SELECTED TEXT:

If that suits you, then it is your problem.

I won't need to be anything, and your own level of specificity - as per the above meandering reply about aggressors re: objectification - was about as vague as it gets. Also, it's nice to say "strawman" and illustrate that you know what a logical fallacy is, but you do need to apply them in the right scenarios. In this case, the point can be seen in Andy's expectation that there be an exactly equal number of websites with hot pictures of men as there are women. The RPS article also talks about "balance" quite a bit. There seems to be a notion that in a just world, all forums would naturally tend toward equilibrium. I think the gaming industry needs some diversity, no argument there, but I reject notions that it or any other field will only be devoid of sexism when a 50/50 ratio (or corresponding to population diversity) is attained.

The strawman argument here is that because you believe Andy's sole or main objection to the hotlist is the lack of a 50/50 split. That is how you worte that down. As for my meandering bit, the cause and effect must be followed. I'm sorry if I'm not gifted in articulating the observed chain of events that I have seen.

And you're telling me *I* need to be more specific? That sentiment's meaning is nearly inscrutable. I cannot respond to it because as far as I can tell it is bereft of relevancy.

Well, here would be an opportune time for someone who actually experiences this to speak on those experiences. It would be really odd for me to speak for someone on that.

Cow-patties? Really? "every discourse needs to remove themselves from the omphaloskepsis of their discourse" - this is a sentence that should never have happened.

For the benefit of others: Steven Pinker.

Every discourse hs their jargon. Many heavily involved in their discourse are not able to communicate without escabing jargons. There are some accounting theorists who cannot escape the inclusion of some terms as debits and credits.

Your previous comment about them "preaching to the choir" is of the similar vein of thought and I would characterise that as accurate. That is a problem.

As for the bullshit that besieges evolutionary psychology, you will have to spend a bit more time to see where the whopping cow-patties lay. As for Steven Pinker, I have some of his books. They are books on linguistics, not on evolutionary psychology. Is he really an expert on evolutionary psychology?

INFORMATION PROVIDED:
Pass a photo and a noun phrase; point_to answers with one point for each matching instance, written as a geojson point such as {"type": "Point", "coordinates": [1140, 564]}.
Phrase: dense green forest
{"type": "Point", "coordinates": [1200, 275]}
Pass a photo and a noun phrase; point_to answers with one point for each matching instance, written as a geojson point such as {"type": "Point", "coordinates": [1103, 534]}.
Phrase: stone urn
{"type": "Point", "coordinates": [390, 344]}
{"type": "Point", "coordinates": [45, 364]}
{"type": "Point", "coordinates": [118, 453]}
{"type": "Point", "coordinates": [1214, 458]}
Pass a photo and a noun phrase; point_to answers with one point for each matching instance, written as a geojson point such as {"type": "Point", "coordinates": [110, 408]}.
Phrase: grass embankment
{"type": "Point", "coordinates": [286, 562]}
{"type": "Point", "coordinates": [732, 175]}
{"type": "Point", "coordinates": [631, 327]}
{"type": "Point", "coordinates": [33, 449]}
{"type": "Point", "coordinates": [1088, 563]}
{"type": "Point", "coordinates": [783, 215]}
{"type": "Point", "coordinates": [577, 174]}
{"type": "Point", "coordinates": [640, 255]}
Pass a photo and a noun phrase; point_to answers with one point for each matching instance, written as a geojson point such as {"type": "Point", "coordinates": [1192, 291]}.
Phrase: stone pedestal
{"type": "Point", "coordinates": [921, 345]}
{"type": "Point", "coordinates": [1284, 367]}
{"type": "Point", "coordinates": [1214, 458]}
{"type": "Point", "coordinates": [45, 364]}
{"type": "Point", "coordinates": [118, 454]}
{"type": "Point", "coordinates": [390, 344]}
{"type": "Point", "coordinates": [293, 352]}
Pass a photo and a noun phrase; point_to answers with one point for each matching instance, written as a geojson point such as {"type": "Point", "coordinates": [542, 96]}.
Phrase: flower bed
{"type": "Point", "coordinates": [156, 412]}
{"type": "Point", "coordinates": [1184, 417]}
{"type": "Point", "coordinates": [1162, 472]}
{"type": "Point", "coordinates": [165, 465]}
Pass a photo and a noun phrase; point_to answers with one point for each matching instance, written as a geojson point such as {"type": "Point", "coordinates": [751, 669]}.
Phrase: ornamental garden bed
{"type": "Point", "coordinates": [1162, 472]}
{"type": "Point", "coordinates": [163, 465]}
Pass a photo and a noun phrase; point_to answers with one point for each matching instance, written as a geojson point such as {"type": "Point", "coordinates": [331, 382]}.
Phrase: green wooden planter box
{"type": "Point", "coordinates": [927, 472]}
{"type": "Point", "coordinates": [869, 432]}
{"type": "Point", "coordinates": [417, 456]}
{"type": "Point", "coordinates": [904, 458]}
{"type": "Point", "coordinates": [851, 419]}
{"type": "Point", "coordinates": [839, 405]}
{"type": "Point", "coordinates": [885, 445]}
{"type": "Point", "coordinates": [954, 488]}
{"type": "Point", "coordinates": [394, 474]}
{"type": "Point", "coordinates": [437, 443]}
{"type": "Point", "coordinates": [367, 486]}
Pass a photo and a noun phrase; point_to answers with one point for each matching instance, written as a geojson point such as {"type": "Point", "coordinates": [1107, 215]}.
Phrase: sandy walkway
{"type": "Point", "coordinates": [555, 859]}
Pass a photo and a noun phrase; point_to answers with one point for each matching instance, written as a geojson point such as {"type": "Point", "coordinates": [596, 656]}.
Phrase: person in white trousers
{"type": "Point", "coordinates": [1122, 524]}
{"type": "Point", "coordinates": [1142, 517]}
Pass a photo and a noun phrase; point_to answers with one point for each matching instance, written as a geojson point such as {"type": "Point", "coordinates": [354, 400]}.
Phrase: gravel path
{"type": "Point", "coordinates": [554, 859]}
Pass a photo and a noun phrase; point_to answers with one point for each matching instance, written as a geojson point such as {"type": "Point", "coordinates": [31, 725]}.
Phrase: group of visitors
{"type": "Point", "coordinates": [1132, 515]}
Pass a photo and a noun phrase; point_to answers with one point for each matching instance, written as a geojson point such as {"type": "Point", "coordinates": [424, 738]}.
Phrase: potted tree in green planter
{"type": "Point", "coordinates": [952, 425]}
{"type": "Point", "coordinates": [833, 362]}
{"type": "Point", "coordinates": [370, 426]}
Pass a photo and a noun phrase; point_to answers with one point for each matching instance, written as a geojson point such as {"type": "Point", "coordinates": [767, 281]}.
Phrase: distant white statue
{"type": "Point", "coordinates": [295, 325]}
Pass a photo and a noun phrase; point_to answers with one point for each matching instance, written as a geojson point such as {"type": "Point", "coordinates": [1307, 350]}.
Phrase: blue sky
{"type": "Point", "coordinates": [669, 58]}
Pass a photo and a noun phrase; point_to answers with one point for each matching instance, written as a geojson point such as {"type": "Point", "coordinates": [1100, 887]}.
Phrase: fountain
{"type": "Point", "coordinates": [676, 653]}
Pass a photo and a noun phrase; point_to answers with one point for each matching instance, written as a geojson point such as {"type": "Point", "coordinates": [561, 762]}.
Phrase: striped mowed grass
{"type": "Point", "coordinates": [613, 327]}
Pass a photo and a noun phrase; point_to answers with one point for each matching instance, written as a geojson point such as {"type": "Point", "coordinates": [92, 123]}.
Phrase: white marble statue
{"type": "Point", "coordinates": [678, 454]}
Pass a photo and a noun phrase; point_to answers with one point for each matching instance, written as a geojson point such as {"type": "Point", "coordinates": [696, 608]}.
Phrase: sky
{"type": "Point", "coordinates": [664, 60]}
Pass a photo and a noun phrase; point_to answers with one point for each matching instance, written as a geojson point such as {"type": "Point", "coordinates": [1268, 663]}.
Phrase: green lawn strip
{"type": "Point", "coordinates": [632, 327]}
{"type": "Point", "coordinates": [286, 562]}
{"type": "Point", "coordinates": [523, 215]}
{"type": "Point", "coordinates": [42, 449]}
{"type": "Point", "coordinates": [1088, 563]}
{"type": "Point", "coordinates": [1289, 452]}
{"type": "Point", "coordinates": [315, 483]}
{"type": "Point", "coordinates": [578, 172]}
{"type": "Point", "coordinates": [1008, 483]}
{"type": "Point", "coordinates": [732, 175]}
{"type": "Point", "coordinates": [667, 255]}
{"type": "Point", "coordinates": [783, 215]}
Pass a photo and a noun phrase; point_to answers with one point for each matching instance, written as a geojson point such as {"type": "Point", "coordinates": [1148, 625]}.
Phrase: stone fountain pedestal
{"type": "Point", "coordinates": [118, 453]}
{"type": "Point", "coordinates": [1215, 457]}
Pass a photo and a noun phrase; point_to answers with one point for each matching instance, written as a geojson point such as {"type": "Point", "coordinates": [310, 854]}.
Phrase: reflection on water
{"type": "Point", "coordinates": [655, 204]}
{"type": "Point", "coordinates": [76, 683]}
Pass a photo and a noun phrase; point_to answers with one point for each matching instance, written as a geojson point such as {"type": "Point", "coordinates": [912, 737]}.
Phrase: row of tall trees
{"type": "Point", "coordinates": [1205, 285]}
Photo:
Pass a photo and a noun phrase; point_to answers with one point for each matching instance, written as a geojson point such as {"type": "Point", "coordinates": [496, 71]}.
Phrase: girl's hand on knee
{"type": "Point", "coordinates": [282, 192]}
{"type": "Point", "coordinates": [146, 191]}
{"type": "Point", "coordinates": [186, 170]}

PROBLEMS TO WORK ON:
**a.** In the forum exchange, what subject does the writer say the Steven Pinker books they own cover?
**b.** Reproduce the forum exchange word for word, taking everything from "And you're telling" down to "bereft of relevancy.".

ANSWERS PER TASK:
**a.** Linguistics, not evolutionary psychology.

**b.**
And you're telling me *I* need to be more specific? That sentiment's meaning is nearly inscrutable. I cannot respond to it because as far as I can tell it is bereft of relevancy.